ПОСТАВЛЕННАЯ ЗАДАЧА 1:
Перечислите государства, на которые, согласно тексту об экономической истории российской цивилизации, раскололась эта цивилизация в постсоветский период.

ДОКУМЕНТ:
○ ○ ○ ○

6. В постсоветский период российская цивилизация раскололась на три самостоятельных государства (Россия, Украина и Беларусь), каждое из которых демонстрирует особое динамичное сочетание провосточных и прозападных тенденций институционального развития. Ни одно из них до сих пор не завершило выбора устойчивого пути развития национальной экономики, поэтому в настоящее время российская цивилизация еще не вышло из точки бифуркации на путь аттрактора.

Итак, предлагаемая нами интерпретация экономической истории российской цивилизации основана на противопоставлении институтов власти-собственности и частной собственности. Объясним это более подробно.

Дискуссия об азиатском способе производства в средневековой России

В средневековой России, в отличие от стран Запада, исторически сложился тип общественной системы, для которого характерны «перевернутые» отношения собственности и власти, в основе которого лежит эффективность власти, а не эффективность собственности [Голенкова 1997].

Россия, как и страны Востока, принадлежит к тем странам, где институциональные рамки хозяйственной деятельности в решающей степени задаются именно государством, а не самоорганизацией гражданского общества. На этом основании некоторые обществоведы делают вывод, что хотя Россия географически является европейской страной, но ее модель социально-экономического развития -это типичный для доиндустриального Востока азиатский способ производства («восточный деспотизм»).

○ ○ ○ ○

Элементы для определения местоположения:
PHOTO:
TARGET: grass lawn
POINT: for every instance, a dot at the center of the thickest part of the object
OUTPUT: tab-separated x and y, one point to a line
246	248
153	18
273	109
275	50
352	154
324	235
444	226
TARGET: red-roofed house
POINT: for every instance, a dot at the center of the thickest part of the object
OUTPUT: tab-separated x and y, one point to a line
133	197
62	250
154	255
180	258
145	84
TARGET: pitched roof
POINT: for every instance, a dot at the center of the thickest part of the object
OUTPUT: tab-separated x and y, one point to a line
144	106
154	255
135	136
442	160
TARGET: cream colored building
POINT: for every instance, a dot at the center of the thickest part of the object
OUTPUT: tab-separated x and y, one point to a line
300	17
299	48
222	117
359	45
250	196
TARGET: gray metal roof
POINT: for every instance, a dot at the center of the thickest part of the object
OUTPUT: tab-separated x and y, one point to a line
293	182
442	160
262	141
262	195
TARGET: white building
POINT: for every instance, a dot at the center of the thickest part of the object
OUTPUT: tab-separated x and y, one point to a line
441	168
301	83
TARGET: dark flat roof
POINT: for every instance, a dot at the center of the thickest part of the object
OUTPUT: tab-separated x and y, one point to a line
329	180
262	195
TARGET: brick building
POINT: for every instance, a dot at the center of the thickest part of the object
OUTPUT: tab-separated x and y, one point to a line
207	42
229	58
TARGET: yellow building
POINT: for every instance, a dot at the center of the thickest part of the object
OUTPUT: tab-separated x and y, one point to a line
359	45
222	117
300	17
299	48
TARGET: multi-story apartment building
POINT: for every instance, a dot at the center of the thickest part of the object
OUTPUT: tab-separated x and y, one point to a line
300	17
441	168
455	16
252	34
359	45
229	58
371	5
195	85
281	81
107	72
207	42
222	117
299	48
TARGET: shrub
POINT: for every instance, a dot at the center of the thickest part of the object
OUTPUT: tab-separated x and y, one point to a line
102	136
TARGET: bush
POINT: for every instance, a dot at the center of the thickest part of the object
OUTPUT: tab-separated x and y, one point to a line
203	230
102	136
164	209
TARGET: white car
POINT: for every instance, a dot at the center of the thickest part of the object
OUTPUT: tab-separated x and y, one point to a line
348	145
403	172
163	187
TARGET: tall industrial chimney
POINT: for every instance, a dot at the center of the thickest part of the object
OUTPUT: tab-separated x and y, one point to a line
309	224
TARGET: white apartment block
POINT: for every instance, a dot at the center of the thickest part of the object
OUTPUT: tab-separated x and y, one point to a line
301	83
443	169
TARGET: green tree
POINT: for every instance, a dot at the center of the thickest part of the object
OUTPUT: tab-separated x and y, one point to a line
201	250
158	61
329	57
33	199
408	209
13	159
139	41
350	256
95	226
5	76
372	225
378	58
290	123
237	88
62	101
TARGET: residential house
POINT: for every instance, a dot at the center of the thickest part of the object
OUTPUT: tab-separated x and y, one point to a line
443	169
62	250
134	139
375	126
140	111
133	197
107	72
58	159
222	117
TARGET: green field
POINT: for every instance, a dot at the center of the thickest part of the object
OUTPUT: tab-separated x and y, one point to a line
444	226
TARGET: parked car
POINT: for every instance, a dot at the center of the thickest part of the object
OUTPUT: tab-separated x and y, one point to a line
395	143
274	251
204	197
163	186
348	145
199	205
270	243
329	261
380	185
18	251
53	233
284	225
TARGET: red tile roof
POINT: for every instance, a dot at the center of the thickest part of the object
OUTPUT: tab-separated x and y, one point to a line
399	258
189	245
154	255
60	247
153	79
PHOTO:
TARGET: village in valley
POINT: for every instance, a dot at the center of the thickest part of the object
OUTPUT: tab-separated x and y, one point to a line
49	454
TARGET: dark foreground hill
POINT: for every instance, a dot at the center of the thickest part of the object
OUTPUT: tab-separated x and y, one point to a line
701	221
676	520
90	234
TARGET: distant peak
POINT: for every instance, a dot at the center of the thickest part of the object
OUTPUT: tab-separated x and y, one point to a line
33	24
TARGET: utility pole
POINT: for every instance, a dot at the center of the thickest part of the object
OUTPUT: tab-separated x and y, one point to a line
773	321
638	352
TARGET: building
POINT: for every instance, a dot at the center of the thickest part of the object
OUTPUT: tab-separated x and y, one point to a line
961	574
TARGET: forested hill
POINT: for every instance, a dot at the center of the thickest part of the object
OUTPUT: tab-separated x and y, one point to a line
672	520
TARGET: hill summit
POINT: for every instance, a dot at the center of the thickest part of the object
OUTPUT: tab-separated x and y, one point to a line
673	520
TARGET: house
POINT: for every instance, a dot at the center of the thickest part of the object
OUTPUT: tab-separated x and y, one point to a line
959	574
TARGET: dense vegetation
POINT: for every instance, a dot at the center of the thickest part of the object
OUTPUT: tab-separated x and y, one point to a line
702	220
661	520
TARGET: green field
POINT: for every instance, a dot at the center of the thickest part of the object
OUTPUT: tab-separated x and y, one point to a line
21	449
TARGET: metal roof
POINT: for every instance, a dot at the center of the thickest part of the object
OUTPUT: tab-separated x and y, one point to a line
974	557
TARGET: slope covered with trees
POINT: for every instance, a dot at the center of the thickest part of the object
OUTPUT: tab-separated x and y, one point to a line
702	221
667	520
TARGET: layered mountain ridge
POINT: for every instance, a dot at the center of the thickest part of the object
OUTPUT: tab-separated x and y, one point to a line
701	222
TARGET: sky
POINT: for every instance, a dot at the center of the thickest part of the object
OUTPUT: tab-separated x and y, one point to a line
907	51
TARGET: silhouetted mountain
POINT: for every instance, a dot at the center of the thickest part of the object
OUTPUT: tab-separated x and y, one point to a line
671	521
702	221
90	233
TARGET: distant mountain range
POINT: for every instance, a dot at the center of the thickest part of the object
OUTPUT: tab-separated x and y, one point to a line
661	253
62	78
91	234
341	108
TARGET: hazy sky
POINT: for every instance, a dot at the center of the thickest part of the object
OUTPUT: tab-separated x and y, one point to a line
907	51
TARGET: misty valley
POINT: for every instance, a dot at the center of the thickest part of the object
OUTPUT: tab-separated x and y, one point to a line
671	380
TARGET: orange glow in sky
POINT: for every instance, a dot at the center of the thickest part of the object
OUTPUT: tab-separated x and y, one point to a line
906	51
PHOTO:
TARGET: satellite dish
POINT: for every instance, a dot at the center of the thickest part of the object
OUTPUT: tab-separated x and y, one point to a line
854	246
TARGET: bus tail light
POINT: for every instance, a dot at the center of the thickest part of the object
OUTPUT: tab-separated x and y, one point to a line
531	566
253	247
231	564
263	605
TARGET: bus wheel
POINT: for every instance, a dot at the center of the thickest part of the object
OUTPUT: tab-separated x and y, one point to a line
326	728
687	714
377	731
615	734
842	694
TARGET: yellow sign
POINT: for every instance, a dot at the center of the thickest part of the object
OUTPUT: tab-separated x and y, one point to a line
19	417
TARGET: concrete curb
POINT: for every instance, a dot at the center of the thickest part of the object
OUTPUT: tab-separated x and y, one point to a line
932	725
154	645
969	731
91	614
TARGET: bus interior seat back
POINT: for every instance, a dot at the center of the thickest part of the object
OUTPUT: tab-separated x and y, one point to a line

○ ○ ○ ○

ПОСТАВЛЕННАЯ ЗАДАЧА 2:
Укажите, сколько строк в записях содержат строку "building", с учетом регистра; в ответе приведите только число.

РЕЗУЛЬТАТ ВЫПОЛНЕНИЯ 1:
Россия, Украина, Беларусь

РЕЗУЛЬТАТ ВЫПОЛНЕНИЯ 2:
6